COMPITO ASSEGNATO: Stabilisci se ciascuna affermazione concorda con il testo fonte. Rispondi sì o no e cita alla lettera le parole del testo che lo decidono. (a) Bernardin tenne nel 1983 un discorso alla Fordham University di New York. (b) Per Prevost la visione di Bernardin non può più servire al giorno d'oggi. (c) Il diritto alla vita va tutelato soltanto alla nascita.

TESTO FONTE:
+ + + + + + +

Sandro Magister passa poi a esaminare la struttura del discorso [peruviano] nella sua interezza, che è molto istruttiva riguardo alla visione di Papa Leone XIV: «Fin dall’esordio, Prevost dice di “condividere”, riguardo a ‘un’etica coerente della vita’, le riflessioni di due cardinali arcivescovi di Chicago, la sua città natale: Joseph Bernardin (1928 – 1996) e Blase Cupich».

 

L’esperto vaticanista offre alcuni dettagli utili: «di Bernardin, che fu per più di un decennio il faro della corrente progressista dell’episcopato degli Stati Uniti, Prevost ricorda il discorso tenuto nel 1983 alla Fordham University di New York, che “segnò una direzione molto importante nel suo ministero e presentò una nuova maniera” di rispondere, da parte della Chiesa, alle “questioni relative al valore della vita umana”».

 

«La visione che Bernardin esplicitò in quel discorso, a giudizio di Prevost, “traccia un cammino per la realtà ecclesiale che ci può servire anche al giorno d’oggi” e forse “ora come non mai”». Aggiunge: «Tale visione esige una piena “coerenza” nell’etica della vita, di cui è simbolo la “seamless garment“, la tunica senza cuciture, tutta d’un pezzo, che indossava Gesù».

 

«Questo perché l’aborto, la guerra, la povertà, l’eutanasia, la pena capitale condividono un’identità comune: tutti si fondano sulla negazione del diritto alla vita», che invece deve essere tutelato non solo alla nascita ma in tutti i suoi momenti. E a queste ‘potremmo aggiungere altre questioni, come gli effetti dell’intelligenza artificiale, il traffico di esseri umani, i diritti dei migranti».

+ + + + + + +

MATERIALE MOSTRATO:
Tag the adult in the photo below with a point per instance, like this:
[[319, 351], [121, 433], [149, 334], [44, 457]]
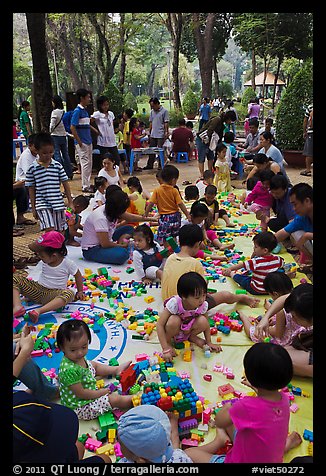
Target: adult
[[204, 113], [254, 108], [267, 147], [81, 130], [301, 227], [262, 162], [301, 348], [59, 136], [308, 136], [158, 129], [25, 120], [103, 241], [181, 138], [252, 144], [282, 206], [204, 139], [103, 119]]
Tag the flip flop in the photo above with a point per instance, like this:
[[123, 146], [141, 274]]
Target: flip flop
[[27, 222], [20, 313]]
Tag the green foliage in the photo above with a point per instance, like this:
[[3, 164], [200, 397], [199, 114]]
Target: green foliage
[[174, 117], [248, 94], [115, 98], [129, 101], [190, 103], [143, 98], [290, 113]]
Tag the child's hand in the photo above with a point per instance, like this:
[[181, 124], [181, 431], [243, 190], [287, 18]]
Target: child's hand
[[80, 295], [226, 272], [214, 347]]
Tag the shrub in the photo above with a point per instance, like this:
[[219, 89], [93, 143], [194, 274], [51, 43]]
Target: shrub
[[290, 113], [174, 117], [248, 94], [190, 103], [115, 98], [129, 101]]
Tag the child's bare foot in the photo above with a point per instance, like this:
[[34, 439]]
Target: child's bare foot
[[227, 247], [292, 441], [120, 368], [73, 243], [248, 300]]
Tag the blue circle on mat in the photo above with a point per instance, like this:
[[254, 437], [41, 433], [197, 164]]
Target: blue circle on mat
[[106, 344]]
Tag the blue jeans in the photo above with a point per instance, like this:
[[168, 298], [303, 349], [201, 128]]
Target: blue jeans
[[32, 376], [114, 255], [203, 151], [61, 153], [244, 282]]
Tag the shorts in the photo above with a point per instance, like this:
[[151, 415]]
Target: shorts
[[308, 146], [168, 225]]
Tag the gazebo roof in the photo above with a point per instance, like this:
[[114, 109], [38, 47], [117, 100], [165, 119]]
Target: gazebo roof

+ + + + + + +

RISPOSTA COMPLETA:
(a) Sì: «il discorso tenuto nel 1983 alla Fordham University di New York».
(b) No: «traccia un cammino per la realtà ecclesiale che ci può servire anche al giorno d’oggi».
(c) No: «non solo alla nascita ma in tutti i suoi momenti».